In the Seapointer forum thread below, how many weeks has the buyer bought, according to Karen's email to Guy, and how many of them have been transferred so far?

Text segment
• • • • • • •

# The Seapointer Saga Continues . . .



## susan1738 (Feb 19, 2008)

Well, since we were supposed to "close the deal" by the end of January, and it is mid-February, I decided to write Karen another email.  She responded that they are still awaiting the funding, and it looks like it may take another MONTH!  

She did say that some of the other "deals" are starting to close now, so it shouldn't be too much longer.  Other "deals"???  Other timeshares being bought by the same company, or what?  She really wasn't very specific, so I'm not exactly sure what she meant by that.  

That's all I know . . .


----------



## Sandy (Mar 4, 2008)

I just noticed my paperwork, dated October 8, 2007.  I have no check either. I will email Karen to find out what is going on and report back here.


----------



## Sandy (Mar 4, 2008)

*Karen's reply*

Here is Karen's reply:

Hi there,
At this point in time, sales that I did in September are still not transferred.  My first bunch that we did in August are coming through, thus about 6 months from date of sale.

thanks
Karen


----------



## drguy (Mar 5, 2008)

This email arrived today:

Hi there Guy,

Documents have been with the transferring company since end January; they are taking a bit longer than normal with transfers.  We follow up with them on a regular basis; weekly, in fact, but they seem to be taking on average about 4-6 months.  This buyer has bought 100+ weeks from us, and so far only 13 have been transferred.  Hope to have good news for you by the end of the month.

Thanks
Karen

Sounds like it will be a long time before payment will be made.
Guy


----------



## Sandy (Mar 8, 2008)

drguy said:


> Sounds like it will be a long time before payment will be made.
> Guy




Sure does!


----------



## Sandy (Mar 19, 2008)

*New reply came on Seaponiter*

This is what I received:

_Hi Mr/s ____,

Please find attached a checklist that the SA Reserve bank require in order for them to release monies into an international account.  It is so much easier for us when our clients have an SA account or more timeshare for us to pay proceeds towards their annual levies. 
If you have none of the aforementioned kindly assist us with a few of the checklist that is possible for you to do...ie, proof of money into your account when you purchased at the time. 
We will also liaise with First Resorts to supply us with the necessary. As s0on as we have what SA Reserve bank require we will forward the necessary and have the money released into your account.


Kind Regards
Allison Fredericks
TIMESHARE TRANSFER SERVICES_

Attached was some sort of checklist. Notice the grammatical errors on this letter.  Anyone get one of these?  If so, how did you respond? I am not sure just what they are asking me to do or how I should respond to this. 

Any suggestions?


----------



## grest (Mar 19, 2008)

Sandy said:


> This is what I received:
> 
> _Hi Mr/s ____,
> 
> ...



Not yet...makes you wonder if they are just going to take our weeks and leave us with egg on our face...
Connie


----------



## drguy (Mar 22, 2008)

Sandy said:


> This is what I received:
> 
> _Hi Mr/s ____,
> 
> ...

• • • • • • •

Data rows

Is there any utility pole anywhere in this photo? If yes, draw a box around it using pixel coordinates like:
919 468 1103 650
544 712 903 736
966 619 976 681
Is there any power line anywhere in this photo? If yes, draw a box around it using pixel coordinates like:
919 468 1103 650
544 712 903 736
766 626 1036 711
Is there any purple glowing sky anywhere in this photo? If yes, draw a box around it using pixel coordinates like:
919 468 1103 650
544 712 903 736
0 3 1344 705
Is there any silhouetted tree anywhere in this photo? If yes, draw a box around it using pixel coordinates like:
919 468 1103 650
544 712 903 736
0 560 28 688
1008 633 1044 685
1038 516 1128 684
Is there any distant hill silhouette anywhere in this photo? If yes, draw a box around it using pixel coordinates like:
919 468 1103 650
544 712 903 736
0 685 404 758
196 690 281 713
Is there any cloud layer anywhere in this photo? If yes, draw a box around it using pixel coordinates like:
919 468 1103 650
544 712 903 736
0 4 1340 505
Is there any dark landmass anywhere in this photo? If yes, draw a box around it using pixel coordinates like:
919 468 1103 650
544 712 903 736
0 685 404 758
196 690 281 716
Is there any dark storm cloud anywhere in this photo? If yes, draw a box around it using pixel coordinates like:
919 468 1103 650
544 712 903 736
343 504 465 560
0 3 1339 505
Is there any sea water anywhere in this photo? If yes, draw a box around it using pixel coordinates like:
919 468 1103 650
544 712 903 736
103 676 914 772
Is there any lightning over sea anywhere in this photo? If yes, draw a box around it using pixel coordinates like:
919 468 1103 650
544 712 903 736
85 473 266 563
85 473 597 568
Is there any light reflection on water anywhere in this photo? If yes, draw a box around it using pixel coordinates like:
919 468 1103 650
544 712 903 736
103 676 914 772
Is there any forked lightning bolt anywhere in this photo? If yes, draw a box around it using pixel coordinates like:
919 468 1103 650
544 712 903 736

• • • • • • •

Result below
The buyer has bought 100+ weeks, and only 13 have been transferred so far.